*** Material for this task ***

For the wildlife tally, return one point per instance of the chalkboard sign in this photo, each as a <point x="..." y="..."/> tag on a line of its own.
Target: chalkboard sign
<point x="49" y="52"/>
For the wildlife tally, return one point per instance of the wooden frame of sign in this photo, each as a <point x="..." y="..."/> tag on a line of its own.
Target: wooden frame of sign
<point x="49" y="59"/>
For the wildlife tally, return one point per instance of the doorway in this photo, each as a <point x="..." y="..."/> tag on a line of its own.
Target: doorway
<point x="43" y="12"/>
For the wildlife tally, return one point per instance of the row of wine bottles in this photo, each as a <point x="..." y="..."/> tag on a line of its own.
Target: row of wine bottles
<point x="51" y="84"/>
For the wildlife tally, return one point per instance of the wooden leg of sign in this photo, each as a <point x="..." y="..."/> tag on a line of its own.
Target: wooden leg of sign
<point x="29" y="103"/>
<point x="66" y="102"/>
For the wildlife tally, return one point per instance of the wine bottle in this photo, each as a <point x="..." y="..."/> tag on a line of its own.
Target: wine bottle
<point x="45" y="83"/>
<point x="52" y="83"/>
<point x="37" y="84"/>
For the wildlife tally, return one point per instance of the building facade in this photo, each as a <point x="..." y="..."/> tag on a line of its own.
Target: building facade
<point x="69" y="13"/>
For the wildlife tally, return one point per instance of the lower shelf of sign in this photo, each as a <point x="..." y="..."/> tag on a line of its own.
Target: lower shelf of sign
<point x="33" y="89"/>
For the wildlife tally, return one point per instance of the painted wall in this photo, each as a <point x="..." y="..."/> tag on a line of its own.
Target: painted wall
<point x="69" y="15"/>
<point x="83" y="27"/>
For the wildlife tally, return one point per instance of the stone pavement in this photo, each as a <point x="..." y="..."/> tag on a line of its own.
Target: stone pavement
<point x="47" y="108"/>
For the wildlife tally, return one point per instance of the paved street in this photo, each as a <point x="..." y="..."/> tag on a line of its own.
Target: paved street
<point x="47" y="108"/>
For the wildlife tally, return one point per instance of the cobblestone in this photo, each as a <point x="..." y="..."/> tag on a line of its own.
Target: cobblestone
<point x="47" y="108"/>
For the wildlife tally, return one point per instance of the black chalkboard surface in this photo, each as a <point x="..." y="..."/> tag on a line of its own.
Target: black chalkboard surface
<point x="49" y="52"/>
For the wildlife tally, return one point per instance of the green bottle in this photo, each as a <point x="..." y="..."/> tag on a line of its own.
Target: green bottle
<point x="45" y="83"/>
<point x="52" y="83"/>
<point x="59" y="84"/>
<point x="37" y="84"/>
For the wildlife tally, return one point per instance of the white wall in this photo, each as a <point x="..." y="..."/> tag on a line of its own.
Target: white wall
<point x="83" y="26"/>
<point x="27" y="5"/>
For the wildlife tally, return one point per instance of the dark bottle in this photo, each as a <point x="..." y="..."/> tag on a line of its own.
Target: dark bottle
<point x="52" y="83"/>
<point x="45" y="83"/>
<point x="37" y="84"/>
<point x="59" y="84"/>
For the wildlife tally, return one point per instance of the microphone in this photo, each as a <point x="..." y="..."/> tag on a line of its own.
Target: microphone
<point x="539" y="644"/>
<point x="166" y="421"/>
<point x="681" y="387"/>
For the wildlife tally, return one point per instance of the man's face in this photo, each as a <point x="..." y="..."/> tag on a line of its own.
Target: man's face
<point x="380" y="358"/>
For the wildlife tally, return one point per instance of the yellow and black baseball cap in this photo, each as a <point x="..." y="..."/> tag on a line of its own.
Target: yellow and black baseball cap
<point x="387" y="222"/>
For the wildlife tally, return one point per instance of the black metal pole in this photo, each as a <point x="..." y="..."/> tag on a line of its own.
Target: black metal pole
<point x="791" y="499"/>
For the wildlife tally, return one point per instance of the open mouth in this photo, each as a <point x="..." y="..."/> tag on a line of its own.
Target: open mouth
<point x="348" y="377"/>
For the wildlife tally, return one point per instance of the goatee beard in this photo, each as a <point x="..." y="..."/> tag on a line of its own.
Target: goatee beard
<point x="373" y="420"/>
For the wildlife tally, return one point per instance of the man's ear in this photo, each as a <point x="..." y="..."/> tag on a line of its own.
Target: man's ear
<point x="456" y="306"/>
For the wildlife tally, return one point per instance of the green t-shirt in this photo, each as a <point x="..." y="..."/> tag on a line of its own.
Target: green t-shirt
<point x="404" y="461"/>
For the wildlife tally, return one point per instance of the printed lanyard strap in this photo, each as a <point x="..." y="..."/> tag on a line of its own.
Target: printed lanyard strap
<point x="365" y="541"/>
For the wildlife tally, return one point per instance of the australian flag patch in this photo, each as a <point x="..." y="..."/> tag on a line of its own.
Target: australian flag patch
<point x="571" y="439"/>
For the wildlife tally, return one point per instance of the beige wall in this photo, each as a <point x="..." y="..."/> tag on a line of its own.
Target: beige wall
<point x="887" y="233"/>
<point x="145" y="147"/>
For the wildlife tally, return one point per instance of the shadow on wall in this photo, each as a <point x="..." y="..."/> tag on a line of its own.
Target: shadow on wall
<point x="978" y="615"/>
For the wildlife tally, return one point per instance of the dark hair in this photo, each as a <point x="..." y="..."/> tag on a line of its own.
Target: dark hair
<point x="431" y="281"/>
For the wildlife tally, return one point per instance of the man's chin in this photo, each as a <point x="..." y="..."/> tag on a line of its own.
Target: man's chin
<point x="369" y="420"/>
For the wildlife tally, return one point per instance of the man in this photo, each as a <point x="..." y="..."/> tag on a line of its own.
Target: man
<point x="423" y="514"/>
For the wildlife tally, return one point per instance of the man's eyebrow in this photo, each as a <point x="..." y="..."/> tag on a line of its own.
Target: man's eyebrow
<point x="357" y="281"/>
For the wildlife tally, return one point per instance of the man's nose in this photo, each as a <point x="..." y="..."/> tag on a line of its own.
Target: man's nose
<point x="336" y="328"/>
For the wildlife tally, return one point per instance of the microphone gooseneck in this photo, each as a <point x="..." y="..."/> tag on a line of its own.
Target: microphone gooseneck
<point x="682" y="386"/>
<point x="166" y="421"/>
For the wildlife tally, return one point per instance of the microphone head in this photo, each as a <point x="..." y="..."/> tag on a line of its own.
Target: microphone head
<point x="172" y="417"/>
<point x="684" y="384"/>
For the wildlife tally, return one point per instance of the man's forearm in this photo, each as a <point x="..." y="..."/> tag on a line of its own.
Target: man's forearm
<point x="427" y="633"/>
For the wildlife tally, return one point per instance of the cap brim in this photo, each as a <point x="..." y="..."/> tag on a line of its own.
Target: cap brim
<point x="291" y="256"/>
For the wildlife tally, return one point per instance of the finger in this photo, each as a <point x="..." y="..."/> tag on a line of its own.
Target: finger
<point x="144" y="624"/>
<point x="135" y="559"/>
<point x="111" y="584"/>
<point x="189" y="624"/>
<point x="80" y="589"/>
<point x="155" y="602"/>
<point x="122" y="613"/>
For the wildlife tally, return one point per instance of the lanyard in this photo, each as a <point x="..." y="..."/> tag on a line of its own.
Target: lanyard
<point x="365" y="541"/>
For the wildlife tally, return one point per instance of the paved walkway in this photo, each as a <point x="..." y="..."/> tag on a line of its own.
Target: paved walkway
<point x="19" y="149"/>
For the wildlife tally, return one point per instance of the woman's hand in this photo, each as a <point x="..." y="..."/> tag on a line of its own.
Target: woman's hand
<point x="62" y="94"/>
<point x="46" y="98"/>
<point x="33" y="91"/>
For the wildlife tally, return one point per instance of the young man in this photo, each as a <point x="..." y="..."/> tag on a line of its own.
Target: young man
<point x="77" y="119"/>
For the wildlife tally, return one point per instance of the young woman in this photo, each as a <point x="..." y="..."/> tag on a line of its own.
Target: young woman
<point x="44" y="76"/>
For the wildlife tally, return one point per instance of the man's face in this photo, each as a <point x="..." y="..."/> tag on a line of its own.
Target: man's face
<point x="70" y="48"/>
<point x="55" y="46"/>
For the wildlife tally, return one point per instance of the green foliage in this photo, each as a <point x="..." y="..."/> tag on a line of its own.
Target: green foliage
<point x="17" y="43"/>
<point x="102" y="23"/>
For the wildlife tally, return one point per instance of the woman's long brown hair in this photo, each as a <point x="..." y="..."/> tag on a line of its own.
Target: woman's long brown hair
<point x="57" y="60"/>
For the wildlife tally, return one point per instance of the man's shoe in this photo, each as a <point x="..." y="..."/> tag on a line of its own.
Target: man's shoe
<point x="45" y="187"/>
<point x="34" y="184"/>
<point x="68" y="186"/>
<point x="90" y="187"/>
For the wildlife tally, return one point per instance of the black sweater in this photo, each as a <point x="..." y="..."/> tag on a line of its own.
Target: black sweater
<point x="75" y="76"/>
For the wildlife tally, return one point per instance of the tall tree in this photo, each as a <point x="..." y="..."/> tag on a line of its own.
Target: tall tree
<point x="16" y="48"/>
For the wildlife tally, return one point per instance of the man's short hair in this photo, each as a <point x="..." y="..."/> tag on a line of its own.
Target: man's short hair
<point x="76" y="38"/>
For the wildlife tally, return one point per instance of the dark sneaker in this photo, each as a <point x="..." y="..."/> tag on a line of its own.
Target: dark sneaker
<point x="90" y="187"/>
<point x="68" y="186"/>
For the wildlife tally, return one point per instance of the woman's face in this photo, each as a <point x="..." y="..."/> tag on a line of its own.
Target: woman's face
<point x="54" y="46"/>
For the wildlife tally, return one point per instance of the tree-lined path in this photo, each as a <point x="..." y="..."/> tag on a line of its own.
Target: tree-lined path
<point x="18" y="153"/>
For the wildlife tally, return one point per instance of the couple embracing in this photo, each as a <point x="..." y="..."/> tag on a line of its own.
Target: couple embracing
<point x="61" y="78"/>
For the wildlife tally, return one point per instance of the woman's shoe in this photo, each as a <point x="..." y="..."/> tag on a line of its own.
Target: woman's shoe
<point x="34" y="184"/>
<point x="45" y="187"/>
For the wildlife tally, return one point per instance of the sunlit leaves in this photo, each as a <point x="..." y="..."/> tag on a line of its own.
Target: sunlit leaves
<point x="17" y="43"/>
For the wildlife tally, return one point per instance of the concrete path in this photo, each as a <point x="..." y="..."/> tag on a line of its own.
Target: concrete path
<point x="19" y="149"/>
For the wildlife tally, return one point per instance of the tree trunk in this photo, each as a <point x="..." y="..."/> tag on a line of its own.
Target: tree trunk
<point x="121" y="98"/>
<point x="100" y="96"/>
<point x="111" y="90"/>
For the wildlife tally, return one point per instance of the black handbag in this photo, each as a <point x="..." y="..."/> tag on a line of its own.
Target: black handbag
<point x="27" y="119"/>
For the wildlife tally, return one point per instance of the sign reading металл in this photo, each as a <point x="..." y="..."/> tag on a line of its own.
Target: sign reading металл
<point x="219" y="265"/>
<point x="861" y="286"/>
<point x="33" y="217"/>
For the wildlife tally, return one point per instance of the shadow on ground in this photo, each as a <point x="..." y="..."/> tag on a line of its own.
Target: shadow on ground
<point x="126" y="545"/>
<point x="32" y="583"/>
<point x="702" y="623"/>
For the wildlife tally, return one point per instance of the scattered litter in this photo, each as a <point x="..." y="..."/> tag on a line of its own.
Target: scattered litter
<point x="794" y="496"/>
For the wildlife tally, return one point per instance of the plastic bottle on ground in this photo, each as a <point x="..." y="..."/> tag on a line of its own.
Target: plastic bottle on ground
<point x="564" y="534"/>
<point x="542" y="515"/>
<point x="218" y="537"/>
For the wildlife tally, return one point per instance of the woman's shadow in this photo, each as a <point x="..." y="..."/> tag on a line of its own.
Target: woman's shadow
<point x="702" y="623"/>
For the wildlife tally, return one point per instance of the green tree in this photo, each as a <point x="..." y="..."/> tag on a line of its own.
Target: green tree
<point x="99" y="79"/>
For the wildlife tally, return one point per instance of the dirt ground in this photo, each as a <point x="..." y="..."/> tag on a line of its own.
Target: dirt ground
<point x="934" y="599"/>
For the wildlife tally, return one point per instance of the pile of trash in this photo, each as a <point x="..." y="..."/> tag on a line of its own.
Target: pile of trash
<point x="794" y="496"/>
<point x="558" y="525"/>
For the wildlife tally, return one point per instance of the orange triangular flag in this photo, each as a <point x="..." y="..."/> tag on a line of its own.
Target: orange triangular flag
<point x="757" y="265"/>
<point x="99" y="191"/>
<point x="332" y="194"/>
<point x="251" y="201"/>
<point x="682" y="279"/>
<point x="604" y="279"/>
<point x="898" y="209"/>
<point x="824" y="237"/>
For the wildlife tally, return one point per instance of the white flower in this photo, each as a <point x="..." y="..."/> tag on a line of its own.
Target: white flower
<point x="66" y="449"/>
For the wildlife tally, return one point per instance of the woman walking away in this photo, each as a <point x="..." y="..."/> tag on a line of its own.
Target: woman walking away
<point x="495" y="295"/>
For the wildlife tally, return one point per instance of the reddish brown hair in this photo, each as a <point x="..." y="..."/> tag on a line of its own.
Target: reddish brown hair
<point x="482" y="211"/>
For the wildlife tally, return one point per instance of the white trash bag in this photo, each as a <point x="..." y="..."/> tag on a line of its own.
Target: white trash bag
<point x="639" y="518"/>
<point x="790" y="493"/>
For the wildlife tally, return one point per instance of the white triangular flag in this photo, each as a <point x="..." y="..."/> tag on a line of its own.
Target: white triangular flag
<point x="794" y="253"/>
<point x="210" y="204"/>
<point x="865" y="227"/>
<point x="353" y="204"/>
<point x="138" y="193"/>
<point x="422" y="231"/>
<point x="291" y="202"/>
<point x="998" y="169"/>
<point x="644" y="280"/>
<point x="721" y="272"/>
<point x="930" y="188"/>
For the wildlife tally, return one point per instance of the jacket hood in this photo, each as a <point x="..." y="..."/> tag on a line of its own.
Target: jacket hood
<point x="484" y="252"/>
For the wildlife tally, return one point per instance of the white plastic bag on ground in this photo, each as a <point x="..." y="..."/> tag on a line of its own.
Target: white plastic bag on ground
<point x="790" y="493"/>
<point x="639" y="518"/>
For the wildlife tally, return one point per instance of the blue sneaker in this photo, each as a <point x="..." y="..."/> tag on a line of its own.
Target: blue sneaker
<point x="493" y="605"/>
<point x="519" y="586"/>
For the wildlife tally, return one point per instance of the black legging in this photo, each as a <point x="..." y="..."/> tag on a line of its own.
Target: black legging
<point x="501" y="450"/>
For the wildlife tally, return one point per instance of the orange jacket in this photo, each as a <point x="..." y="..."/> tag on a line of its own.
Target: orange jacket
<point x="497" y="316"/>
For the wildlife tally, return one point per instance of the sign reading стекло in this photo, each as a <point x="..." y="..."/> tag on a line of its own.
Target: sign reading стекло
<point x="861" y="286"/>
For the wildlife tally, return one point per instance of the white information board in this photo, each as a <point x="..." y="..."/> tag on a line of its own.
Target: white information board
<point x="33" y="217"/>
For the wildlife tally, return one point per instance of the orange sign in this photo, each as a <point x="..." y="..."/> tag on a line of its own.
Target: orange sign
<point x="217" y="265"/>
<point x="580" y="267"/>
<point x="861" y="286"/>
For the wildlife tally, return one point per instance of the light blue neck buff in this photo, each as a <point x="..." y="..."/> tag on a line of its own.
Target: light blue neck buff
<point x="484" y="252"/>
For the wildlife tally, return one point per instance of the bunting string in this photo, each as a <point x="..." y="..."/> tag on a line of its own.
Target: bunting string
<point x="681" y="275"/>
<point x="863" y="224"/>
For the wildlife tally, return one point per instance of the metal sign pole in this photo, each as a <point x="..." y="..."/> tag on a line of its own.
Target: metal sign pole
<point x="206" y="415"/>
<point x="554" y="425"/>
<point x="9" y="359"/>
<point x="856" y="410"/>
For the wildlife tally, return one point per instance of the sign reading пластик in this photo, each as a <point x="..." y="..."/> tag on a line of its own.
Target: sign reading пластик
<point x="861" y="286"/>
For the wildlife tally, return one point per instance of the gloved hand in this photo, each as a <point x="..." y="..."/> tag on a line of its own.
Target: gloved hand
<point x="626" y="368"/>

***

▶ Aim: Copy out exactly the lines running from the line with "of the metal" to the end of the records, inclusive.

▶ Task result:
For the wildlife tally, return one point per instance of the metal sign pole in this photo, each as a <point x="..." y="..."/> tag on a line of its own.
Target: metal sign pole
<point x="206" y="415"/>
<point x="554" y="425"/>
<point x="9" y="359"/>
<point x="856" y="410"/>
For the wildlife tally, return one point per instance of the sign reading пластик in this photo, each as a <point x="..." y="..."/> tag on a line of its own.
Target: sign reading пластик
<point x="861" y="286"/>
For the wildlife tally, return one point per instance of the gloved hand in this photo, each as a <point x="..." y="..."/> tag on a line of its own.
Target: gloved hand
<point x="626" y="368"/>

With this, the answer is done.